Excerpts of location labeling data
☆ ☆ ☆ ☆ ☆

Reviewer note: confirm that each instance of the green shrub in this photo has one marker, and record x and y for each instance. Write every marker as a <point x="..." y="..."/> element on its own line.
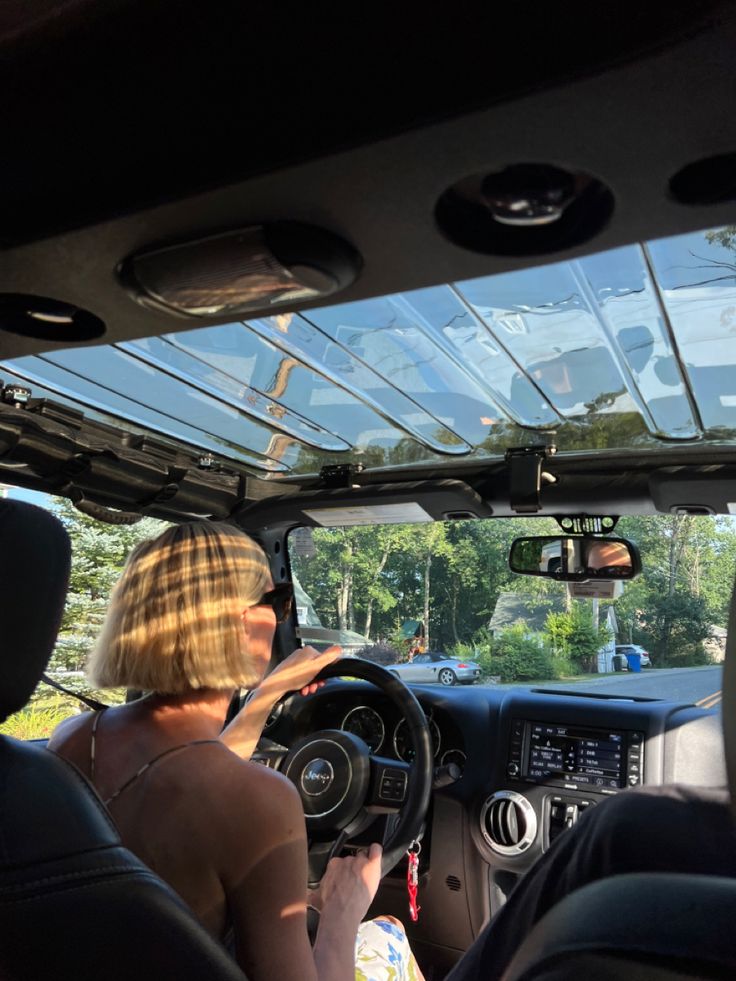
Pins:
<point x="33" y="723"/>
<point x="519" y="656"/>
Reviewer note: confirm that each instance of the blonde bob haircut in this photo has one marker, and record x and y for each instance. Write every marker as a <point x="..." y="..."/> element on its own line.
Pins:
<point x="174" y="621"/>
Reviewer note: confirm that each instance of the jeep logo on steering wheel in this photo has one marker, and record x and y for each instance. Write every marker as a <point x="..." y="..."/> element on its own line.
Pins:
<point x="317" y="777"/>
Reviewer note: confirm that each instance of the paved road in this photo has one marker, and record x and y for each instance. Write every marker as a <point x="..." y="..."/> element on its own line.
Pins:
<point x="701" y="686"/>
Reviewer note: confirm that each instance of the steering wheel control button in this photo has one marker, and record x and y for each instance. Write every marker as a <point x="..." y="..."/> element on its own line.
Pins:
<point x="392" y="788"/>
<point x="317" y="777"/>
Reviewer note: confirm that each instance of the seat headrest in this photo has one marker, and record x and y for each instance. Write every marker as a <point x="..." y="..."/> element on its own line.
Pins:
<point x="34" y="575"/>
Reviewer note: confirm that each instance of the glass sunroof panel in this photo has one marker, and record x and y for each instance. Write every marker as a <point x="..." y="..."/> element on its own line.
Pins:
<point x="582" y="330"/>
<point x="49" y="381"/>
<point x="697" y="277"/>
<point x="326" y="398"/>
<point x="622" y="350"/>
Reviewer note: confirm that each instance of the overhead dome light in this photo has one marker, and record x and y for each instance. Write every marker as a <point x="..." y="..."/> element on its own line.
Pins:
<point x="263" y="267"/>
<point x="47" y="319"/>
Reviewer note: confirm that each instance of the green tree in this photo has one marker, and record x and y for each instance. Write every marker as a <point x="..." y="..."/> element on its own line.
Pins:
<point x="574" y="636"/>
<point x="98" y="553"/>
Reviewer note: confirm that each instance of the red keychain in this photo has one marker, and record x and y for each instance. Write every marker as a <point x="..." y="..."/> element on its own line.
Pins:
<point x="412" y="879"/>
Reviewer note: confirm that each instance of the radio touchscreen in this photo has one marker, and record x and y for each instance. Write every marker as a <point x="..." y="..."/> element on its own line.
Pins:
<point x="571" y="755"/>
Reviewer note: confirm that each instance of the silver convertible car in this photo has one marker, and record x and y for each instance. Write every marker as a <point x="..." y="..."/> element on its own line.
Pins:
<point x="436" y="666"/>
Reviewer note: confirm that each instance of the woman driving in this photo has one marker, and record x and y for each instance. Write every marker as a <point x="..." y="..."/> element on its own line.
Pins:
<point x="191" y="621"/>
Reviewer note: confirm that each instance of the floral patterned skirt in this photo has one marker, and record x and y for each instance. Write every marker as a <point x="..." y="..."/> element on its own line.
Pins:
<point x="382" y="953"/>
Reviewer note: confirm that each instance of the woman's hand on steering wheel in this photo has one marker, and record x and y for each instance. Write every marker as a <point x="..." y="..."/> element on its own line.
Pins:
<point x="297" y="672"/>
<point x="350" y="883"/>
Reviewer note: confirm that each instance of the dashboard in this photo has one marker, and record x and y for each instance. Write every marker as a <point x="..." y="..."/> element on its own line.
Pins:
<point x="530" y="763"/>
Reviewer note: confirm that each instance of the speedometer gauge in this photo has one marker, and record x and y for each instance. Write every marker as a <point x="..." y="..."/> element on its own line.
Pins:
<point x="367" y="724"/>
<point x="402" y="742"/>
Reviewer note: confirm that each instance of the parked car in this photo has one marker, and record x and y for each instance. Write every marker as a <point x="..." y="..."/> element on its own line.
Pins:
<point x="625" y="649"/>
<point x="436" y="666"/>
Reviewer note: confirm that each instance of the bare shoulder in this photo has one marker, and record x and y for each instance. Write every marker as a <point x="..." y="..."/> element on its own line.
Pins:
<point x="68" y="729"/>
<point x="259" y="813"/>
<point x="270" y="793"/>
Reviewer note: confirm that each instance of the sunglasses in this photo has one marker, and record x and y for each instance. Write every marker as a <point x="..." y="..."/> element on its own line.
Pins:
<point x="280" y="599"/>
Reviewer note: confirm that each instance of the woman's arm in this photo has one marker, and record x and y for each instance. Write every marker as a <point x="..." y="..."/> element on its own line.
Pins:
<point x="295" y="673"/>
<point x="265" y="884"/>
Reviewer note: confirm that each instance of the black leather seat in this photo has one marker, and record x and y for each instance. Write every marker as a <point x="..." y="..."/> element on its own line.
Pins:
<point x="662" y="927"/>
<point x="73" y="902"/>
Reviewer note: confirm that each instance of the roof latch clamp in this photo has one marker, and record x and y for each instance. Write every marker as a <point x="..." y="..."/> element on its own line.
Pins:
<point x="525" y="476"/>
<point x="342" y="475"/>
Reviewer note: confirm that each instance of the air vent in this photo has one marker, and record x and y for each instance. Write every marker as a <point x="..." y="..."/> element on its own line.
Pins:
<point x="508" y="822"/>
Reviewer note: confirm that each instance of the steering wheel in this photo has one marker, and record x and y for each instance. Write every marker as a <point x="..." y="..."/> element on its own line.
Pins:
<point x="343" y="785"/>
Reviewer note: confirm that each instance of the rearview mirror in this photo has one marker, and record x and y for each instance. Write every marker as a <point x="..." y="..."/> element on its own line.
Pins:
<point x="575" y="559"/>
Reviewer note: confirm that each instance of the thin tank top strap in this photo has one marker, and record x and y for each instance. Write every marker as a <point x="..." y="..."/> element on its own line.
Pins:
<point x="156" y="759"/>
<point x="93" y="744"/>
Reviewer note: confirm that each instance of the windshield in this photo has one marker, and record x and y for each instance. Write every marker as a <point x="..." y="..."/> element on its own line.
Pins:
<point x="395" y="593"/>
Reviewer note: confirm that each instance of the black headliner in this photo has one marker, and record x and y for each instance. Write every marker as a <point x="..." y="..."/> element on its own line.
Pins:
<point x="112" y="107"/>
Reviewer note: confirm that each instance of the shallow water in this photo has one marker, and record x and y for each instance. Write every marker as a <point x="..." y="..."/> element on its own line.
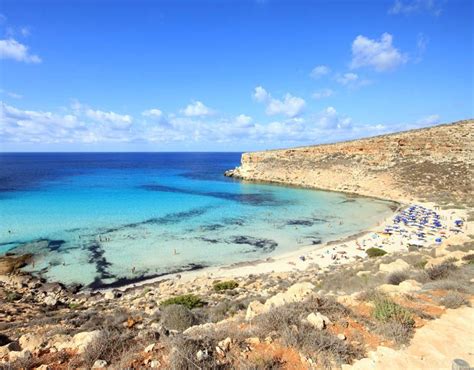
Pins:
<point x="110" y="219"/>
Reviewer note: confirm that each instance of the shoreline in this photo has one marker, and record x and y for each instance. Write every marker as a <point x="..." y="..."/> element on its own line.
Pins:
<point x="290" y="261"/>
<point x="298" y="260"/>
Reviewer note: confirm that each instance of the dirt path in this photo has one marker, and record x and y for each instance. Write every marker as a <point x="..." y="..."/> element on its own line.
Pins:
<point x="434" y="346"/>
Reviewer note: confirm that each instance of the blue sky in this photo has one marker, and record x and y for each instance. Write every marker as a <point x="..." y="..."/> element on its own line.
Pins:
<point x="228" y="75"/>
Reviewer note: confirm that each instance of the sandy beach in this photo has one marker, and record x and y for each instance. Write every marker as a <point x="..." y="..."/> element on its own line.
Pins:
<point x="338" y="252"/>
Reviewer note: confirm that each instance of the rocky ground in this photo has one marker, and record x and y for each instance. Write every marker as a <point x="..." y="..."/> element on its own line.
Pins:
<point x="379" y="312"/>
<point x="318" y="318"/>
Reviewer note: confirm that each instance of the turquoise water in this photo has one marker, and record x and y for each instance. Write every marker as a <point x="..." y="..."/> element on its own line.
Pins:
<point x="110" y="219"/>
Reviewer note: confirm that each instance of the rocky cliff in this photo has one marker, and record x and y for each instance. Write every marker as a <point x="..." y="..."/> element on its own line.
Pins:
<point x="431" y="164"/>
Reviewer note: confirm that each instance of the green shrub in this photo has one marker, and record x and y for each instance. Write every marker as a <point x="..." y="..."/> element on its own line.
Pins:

☆ ☆ ☆ ☆ ☆

Change "turquoise water" to "clear blue water" in the records from the line with "Reviewer note: confirm that each instance of the rocky ground" through the end of the records, leaving everything else in those lines the same.

Reviewer note: confirm that each instance of the rocky ground in this photo has one marker, and record x and y for each instance. Write every marker as a <point x="..." y="..."/> element on its own line.
Pins:
<point x="379" y="312"/>
<point x="318" y="318"/>
Reviewer note: confirm that each instance of the clear blue water in this photo has one marker, and record x and y for each instance. Write every marker as a <point x="..." y="..."/> element on its own line.
Pins:
<point x="110" y="219"/>
Reviewer note: confirm that each instance of the rocky cliff in this photo has one marker, and record x and y for each instance. Write every marker as a <point x="..." y="..."/> element on its own line.
Pins:
<point x="431" y="164"/>
Reviewer note: confirm that each instance of the green shrub in this photo has one marker, and record x and y for each instance. Write every marker as a <point x="..." y="..."/> element on its own line.
Pins:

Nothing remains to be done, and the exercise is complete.